_What you have to do_
Quote exactly the lines running from the line with "Query: red car" to the end of the entries, including both, and nothing else.

*** Data provided Section Begins ***

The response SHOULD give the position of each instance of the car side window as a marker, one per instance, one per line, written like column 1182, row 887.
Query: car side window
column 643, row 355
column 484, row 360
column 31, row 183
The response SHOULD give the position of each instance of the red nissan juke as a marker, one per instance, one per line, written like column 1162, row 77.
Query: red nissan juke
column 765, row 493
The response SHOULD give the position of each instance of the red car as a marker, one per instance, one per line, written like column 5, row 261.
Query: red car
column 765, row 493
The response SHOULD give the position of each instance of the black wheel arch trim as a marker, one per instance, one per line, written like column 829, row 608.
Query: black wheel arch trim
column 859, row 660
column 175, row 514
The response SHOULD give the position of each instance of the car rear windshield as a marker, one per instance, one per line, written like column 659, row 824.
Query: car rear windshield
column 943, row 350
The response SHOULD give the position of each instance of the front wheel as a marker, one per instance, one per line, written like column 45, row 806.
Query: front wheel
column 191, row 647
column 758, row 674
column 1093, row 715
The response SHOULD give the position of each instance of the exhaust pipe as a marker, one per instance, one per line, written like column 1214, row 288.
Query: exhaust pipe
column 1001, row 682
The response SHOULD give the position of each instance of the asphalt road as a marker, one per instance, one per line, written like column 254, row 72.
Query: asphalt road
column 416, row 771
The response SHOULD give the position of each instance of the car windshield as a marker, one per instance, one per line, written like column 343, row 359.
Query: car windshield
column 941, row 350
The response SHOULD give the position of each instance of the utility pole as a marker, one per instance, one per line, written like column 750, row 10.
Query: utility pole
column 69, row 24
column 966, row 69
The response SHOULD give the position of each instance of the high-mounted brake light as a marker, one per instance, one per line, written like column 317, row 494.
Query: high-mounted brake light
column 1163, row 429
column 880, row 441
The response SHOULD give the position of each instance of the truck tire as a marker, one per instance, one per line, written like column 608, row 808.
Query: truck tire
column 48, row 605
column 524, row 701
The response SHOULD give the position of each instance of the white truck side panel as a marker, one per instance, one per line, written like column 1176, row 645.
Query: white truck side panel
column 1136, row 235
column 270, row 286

*** Data provided Section Ends ***

_Exercise answer_
Query: red car
column 765, row 493
The response SHOULD give the position of each instance of the black wheel arch trim as a marker, one per instance, one per line, written like column 829, row 608.
Query: black wheel arch trim
column 859, row 660
column 175, row 514
The response SHOULD give the position of each instance of the car rear windshield as a marker, one per instance, one per line, written like column 659, row 824.
Query: car rear windshield
column 943, row 350
The response SHOULD give the position of each instance of the front wheel as a marker, one per instance, one per line, written like column 45, row 806.
Query: front wheel
column 191, row 647
column 758, row 674
column 1093, row 715
The response SHOULD give the position of each instance of the exhaust pipe as a marker, one per instance, one per line, written like column 1214, row 288.
Query: exhaust pipe
column 1001, row 682
The response SHOULD give the position of each instance of the asphalt road as a marker, one per instance, one per line, written like column 254, row 72.
Query: asphalt road
column 416, row 771
The response SHOULD give the position of each instance of the car windshield as a marker, one per instance, one per line, written like column 343, row 359.
Query: car windshield
column 941, row 350
The response SHOULD give the position of each instance of the utility pole as a marker, one per instance, one per line, written like column 750, row 10.
Query: utility pole
column 69, row 24
column 966, row 69
The response SHOULD give the position of each instance of the high-mounted brake light as a marker, one per instance, one per line, written like column 317, row 494.
Query: high-mounted brake light
column 1163, row 429
column 880, row 441
The response SHOULD give the position of each instance of the truck tire as a marker, one per instance, one per line, written like column 608, row 808.
Query: truck tire
column 48, row 605
column 524, row 701
The response SHOULD give the position of each instance of the white truck side panel as a marker, one per instance, one per line, written like column 1176, row 645.
Query: white truck side panel
column 1136, row 235
column 270, row 286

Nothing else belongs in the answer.